§ TASK SET
1/ In the tree stand forum thread, how much did Dub pay for the Summit X5 Goliath at a local sport shop?
2/ Extract every line of the records that contains the word "jacket".

*** EXCERPT ***

Bars on side will stop you from hanging stuff like a knife off your belt.  After getting up for a shot and having my knife scrape the metal tubing, scaring away the deer.  Had to go to a bigger fannie pack.

Can't remeber the third one now.  But the summit Goliath is a darn good stand.  Buy one.


----------



## HMwolfpup (Oct 11, 2005)

I have 4 stands, 2 different Summits( a viper and a cobra [I think it's a cobra, I just traded a viper for it...same stand, just folds up flat for transport]), a tree lounge and a buddy ladder stand.  The tree lounge is the most comfortable, but the Summits are easier to setup and quieter to climb and still REAL comfortable.....and I'm a larger fellow.

IMO can't go wrong with a Summit


----------



## Just 1 More (Oct 11, 2005)

HMwolfpup said:
			
		

> I have 4 stands, 2 different Summits( a viper and a cobra [I think it's a cobra, I just traded a viper for it...same stand, just folds up flat for transport]), a tree lounge and a buddy ladder stand.  The tree lounge is the most comfortable, but the Summits are easier to setup and quieter to climb and still REAL comfortable.....and I'm a larger fellow.
> 
> IMO can't go wrong with a Summit


If it's a fold up Summit climber than it has to be either the Bullet Backpacker or the Broadhead backpacker.. The Bullet has the front bar like a Viper and the Broadhead has an open front


----------



## HMwolfpup (Oct 11, 2005)

I guess it's the bullet then, it has the front bar.  I thought the guy I traded called it a cobra (I thought any way, I could have misunderstood).  I 'm pretty sure he bought it new last year around the  same time I bought my two vipers.


----------



## teethdoc (Oct 11, 2005)

It's a good thing Summit includes a safety harness, b/c they are so comfortable it's easy to take a nap  

Buy it.  You will not be dissapointed.  Very solid construction.


----------



## Bruz (Oct 12, 2005)

*Goliath*

Well...I am a BIG guy and have 3 Goliath's and an API Grand Slam Magnum Supreme (Do you think they used every letter to name that one  )

The Goliaths are LIGHT, STRONG and QUIET. The API is HEAVY and comfortable. 

Buy one you will love it.


----------



## Dub (Oct 15, 2005)

Summit X5 Goliath...the newest one.....awesome climbing stand.  I bought one for bowhunting two months ago and haven't looked back.  I'm a big guy and needed every bit of the capacity it offers.

It is a quiet stand in every aspect:  transport, set-up, climbing and in shiftiting your weight to stand for shots.  You will be pleased I'm sure.

Bass pro is selling them for around $270 but I picked up mine at a local sport shop for $240 new-in-the-box.  I also bought Summits bow holder for the stand.  It is very convenient....my bow is secured but still within a foot of my hand ready for easy deployment.


The stand is very comfortable.....I've already made some 6-hour sits in mine.  Good luck!!!!!!


----------



## Woody's Janitor (Oct 15, 2005)

I have heard a rumor that Summit has moved their operations to China.


----------



## jambone (Nov 7, 2005)

Thanks for all of the info guy's. I got a goliath this past weekend. I haven't had a chance to climb in it yet. It sure is really light and the seat has a lot of padding in it also. The dvd that came with it is really helpful too. Again thanks for all the info that you guy's gave me.

*** ITEMS ***

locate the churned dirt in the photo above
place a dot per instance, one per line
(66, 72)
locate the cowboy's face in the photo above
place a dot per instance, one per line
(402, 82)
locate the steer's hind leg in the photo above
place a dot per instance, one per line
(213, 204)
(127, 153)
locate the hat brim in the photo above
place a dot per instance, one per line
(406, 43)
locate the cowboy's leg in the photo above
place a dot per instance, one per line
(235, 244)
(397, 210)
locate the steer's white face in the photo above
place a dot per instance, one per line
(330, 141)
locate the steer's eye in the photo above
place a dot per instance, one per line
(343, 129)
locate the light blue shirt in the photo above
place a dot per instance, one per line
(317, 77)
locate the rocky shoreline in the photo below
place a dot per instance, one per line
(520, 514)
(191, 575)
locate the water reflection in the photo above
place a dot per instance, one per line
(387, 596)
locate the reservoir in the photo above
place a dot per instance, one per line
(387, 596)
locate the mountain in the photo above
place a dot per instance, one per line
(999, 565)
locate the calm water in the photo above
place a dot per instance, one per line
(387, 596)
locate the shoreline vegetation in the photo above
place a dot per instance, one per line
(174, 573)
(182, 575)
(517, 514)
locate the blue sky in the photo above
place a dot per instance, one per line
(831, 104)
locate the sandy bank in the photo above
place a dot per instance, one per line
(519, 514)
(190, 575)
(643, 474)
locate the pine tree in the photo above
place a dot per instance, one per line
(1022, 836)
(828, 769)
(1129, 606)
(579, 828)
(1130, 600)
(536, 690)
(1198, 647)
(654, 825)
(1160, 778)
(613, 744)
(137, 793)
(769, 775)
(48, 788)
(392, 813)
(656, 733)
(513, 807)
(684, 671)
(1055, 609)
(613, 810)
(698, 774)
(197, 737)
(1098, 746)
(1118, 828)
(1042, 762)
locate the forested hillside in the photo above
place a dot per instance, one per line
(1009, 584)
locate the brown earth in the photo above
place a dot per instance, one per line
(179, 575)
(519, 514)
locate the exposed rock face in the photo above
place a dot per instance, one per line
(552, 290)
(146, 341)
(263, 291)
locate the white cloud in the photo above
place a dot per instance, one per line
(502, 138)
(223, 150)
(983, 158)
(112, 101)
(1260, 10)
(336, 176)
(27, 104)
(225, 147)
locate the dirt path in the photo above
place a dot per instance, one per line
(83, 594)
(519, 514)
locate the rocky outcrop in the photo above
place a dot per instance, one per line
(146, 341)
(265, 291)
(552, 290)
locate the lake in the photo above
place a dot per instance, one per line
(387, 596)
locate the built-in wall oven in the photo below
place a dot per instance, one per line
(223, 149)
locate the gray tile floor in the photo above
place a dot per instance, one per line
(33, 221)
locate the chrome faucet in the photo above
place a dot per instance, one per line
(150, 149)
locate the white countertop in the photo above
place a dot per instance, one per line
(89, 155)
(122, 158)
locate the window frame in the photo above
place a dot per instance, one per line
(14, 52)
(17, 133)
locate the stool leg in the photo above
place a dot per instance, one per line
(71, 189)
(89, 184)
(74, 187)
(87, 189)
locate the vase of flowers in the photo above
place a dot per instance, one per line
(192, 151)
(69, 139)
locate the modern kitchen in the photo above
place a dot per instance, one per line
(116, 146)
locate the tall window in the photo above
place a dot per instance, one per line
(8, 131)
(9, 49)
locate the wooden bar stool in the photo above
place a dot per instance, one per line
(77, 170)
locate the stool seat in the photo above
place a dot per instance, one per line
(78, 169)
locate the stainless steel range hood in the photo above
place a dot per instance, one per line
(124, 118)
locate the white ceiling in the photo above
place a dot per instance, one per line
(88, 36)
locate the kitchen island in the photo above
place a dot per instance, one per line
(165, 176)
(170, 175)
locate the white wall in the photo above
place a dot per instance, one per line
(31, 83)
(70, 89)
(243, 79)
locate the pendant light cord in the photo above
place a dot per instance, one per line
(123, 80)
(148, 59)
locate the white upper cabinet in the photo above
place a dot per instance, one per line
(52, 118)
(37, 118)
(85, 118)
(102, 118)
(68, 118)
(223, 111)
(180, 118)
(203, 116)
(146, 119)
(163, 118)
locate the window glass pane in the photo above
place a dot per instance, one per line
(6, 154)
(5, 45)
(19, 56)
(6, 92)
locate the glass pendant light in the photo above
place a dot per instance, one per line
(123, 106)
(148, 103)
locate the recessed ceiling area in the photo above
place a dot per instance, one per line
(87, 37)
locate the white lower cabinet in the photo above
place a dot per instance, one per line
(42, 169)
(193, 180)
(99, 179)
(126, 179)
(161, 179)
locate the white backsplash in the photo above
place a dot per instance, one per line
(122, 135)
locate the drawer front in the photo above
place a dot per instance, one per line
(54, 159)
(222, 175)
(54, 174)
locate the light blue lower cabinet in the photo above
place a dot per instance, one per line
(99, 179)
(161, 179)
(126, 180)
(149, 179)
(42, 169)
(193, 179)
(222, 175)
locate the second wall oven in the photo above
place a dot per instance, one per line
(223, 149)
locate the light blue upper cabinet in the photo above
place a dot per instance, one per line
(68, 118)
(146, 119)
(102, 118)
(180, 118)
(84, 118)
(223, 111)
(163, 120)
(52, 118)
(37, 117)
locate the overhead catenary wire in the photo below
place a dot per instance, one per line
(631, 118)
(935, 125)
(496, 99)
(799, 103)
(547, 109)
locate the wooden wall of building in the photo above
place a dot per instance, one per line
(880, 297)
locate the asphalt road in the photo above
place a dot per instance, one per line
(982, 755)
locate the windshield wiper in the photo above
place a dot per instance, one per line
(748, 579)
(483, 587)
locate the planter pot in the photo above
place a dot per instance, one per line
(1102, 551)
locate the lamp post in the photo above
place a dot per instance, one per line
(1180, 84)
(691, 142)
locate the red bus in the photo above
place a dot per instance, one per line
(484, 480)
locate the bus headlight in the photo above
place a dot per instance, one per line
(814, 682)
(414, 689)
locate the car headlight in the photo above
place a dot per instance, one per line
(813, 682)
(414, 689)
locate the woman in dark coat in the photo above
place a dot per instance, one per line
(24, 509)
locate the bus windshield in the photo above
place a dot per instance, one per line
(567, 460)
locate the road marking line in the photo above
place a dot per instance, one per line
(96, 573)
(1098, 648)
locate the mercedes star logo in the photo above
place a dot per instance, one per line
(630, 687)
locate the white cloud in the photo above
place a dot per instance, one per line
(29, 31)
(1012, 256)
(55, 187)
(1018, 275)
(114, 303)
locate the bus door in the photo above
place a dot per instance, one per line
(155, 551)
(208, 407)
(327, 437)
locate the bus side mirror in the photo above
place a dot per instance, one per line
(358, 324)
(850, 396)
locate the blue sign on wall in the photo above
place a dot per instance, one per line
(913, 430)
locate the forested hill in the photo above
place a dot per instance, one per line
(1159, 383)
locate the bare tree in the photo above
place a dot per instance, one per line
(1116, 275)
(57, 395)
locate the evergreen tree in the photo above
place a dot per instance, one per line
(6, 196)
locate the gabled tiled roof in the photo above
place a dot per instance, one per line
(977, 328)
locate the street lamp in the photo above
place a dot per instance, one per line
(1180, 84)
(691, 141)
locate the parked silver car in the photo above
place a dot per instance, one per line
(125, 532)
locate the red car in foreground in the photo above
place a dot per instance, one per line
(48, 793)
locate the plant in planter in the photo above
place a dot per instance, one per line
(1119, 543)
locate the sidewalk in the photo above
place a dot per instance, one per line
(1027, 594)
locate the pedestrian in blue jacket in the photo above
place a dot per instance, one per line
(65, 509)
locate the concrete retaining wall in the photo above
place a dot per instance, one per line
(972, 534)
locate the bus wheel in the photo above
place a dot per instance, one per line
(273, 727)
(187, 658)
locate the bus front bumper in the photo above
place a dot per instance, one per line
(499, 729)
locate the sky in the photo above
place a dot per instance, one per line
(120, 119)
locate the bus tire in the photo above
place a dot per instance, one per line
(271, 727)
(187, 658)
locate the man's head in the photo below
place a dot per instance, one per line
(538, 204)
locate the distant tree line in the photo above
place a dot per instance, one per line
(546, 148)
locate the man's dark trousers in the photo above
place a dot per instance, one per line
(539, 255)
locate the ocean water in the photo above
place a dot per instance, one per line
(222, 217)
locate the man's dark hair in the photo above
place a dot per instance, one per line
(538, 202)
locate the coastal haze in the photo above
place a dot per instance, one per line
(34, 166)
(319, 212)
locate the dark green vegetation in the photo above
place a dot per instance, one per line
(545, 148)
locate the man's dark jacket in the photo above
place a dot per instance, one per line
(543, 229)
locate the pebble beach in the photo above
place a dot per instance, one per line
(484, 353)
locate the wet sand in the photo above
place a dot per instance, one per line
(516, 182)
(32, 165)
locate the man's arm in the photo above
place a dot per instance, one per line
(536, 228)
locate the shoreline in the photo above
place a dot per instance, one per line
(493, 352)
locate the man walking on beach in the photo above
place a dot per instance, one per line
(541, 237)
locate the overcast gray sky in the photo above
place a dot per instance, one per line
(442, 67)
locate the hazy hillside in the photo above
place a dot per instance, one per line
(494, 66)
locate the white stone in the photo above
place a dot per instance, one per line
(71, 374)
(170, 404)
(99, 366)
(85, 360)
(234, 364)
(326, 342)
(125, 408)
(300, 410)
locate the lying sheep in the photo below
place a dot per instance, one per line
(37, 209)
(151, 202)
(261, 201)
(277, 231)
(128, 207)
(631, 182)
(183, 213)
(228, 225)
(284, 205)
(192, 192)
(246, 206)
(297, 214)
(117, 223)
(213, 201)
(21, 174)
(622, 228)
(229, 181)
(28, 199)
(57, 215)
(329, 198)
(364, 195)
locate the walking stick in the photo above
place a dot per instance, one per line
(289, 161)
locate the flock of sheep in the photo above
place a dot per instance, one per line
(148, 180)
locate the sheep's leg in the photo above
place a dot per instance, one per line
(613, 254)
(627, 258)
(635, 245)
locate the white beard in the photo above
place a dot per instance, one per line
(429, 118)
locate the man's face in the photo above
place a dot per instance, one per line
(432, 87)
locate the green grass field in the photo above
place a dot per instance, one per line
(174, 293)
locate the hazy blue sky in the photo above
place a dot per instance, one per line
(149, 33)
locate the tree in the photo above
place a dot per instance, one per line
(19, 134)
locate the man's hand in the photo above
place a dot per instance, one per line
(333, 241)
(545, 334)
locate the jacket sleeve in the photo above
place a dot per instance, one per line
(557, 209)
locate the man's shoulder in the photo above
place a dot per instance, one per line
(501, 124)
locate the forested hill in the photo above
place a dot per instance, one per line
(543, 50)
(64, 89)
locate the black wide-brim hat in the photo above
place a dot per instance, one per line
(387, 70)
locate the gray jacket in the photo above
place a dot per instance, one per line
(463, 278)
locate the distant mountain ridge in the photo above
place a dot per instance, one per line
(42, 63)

***

§ IN RESPONSE
1/ $240, new in the box.

2/
locate the pedestrian in blue jacket in the photo above
locate the man's dark jacket in the photo above
locate the jacket sleeve in the photo above
locate the gray jacket in the photo above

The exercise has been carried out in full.